━━━━━ Source ━━━━━

16:38 , Daniel O’Boyle

The FTSE 100 closed at 7,327.39 today, up 0.5%, as it moved further away from the one-year lows it approached last week.

London’s top flight was up by almost 1% for most of the day, but faded slightly after US markets opened.

Airtel Africa and Pearson were top of the risers’ board with strong results day gains. Ocado was again the top faller.

City Voices: The pitfalls of the marathon mortgage

15:59 , Daniel O’Boyle

Craig Fish of Lodestone Mortgages explains the risks involved with 35-year mortgage terms

London continues to struggle with soaring property prices, and now we face a higher and uncertain interest rate landscape, there are a growing number of homeowners that are considering mortgages with terms in excess of 30 years.

These extended terms can be tempting, after all they offer lower monthly payments that make home ownership more affordable. However, its crucial to understand the pitfalls that come with these types of mortgages, especially in the current climate. Long terms mortgages seem to be an attractive option for many, primarily first-time buyers or those with tighter budgets.

Lower monthly payments can be a relief in a city where property prices continue to rise briskly, but it’s essential to be cautious and understand the potential downsides.

━━━━━ Supplied information ━━━━━

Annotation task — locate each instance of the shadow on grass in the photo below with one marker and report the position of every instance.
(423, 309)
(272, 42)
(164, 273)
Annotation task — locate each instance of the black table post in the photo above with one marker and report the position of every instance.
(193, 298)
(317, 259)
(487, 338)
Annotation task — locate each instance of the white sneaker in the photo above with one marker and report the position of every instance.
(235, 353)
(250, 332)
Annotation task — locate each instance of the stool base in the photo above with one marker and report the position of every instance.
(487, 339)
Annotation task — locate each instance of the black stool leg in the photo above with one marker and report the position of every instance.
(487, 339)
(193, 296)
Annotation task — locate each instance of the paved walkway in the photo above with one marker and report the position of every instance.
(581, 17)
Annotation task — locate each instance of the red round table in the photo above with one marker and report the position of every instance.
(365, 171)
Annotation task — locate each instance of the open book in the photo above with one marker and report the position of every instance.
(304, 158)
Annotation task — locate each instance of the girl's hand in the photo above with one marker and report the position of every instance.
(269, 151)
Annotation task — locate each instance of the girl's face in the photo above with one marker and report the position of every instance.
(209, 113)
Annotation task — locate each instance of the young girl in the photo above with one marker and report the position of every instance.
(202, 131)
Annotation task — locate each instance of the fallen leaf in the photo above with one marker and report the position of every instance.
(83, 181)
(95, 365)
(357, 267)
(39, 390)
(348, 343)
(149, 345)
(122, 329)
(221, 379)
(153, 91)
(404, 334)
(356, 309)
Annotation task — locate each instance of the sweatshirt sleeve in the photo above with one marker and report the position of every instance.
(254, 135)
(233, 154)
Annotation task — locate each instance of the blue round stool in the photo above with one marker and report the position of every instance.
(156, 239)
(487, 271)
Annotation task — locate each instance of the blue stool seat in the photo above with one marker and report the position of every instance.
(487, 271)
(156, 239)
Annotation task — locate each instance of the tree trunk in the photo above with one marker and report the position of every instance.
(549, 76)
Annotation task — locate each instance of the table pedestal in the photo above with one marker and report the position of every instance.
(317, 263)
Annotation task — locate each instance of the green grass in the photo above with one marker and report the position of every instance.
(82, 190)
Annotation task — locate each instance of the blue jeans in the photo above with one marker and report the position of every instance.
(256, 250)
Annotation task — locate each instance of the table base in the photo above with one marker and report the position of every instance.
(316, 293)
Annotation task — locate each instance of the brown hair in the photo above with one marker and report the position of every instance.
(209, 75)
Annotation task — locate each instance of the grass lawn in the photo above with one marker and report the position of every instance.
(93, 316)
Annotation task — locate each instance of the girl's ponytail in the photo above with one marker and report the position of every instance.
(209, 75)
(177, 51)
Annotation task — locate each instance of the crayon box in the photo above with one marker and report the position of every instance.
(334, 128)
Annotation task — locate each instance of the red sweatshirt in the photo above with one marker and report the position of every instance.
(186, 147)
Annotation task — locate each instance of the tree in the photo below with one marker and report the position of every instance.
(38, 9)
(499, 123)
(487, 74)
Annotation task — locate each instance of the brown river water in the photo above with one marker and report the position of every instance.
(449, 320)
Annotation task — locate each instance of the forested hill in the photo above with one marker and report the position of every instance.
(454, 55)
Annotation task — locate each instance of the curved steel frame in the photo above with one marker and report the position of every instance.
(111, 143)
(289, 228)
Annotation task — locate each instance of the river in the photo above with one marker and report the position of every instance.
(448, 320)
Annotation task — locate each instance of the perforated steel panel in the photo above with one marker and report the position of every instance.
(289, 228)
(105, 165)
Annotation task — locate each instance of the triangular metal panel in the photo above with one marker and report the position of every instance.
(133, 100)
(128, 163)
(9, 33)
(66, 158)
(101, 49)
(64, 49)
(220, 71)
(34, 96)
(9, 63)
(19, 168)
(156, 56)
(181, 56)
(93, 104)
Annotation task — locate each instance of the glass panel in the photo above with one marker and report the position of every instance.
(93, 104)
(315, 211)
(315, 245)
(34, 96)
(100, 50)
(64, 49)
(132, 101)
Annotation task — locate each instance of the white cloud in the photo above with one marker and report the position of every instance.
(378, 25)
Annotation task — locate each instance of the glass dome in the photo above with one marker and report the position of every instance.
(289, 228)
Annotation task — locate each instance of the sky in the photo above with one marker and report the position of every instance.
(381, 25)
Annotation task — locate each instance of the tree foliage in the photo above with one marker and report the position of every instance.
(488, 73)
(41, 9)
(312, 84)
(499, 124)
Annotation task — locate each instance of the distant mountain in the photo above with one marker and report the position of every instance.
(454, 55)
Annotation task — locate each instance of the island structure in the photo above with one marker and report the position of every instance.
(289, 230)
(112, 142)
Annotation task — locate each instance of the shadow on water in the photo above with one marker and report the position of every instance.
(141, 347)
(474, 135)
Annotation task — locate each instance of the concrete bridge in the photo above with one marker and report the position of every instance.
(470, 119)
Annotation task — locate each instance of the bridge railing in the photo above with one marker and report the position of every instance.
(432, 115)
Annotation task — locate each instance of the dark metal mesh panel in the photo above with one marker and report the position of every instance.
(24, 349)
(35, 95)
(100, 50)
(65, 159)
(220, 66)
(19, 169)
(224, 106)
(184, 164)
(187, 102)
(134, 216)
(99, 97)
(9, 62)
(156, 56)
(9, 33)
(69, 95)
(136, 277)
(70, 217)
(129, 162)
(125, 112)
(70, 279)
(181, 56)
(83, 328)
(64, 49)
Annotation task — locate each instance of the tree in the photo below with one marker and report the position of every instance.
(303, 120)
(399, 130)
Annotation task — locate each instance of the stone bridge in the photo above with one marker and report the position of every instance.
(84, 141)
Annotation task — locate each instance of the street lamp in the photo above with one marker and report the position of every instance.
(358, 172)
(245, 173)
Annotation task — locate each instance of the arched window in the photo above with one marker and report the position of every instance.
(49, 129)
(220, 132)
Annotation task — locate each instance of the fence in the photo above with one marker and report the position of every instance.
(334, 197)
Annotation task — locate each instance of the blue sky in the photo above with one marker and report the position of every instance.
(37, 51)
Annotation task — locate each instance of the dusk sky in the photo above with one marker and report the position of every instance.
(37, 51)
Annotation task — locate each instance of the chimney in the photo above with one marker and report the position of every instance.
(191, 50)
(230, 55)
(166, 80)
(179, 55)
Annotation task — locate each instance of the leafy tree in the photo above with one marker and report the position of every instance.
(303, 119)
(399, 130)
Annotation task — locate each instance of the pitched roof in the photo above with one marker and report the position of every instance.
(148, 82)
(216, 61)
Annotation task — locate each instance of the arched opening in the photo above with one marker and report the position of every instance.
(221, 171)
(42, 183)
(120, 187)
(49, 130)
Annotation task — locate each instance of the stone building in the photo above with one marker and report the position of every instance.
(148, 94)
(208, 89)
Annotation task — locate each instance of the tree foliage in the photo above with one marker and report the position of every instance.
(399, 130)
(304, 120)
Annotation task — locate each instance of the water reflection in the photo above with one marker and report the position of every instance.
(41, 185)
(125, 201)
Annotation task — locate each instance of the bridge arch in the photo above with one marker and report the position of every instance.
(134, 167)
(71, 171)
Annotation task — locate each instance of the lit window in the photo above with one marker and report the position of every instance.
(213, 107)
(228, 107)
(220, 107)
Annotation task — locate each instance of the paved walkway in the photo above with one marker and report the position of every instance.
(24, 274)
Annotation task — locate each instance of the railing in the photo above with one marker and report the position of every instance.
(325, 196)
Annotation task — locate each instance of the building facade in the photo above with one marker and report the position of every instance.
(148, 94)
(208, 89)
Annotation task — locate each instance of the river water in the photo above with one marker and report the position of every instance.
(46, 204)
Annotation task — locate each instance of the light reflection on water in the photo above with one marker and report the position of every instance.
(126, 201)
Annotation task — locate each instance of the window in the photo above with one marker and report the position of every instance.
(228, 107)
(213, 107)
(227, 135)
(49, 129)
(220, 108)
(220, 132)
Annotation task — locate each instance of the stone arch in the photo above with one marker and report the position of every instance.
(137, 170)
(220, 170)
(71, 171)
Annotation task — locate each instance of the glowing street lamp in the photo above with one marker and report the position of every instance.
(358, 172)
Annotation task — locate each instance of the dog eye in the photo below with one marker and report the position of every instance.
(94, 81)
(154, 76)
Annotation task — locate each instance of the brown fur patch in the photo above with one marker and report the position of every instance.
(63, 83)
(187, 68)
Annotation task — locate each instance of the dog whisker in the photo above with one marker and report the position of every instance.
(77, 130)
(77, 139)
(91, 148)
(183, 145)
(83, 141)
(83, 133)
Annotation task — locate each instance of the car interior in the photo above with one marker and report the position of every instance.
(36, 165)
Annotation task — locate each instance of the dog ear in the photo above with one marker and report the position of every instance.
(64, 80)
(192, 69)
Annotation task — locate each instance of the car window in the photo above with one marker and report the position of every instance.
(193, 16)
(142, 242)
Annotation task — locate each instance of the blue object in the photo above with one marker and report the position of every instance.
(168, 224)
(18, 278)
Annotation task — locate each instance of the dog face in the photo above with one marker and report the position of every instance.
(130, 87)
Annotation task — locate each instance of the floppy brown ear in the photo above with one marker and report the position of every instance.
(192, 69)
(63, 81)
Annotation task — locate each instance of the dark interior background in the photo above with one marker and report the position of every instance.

━━━━━

Exercise ::
Answer these questions using the live blog:
1. At what level did the FTSE 100 close?
2. Which company was the top faller?
3. Who explains the risks of 35-year mortgage terms?
The material has no role in this exercise.

Finished exercise ::
1. 7,327.39
2. Ocado
3. Craig Fish of Lodestone Mortgages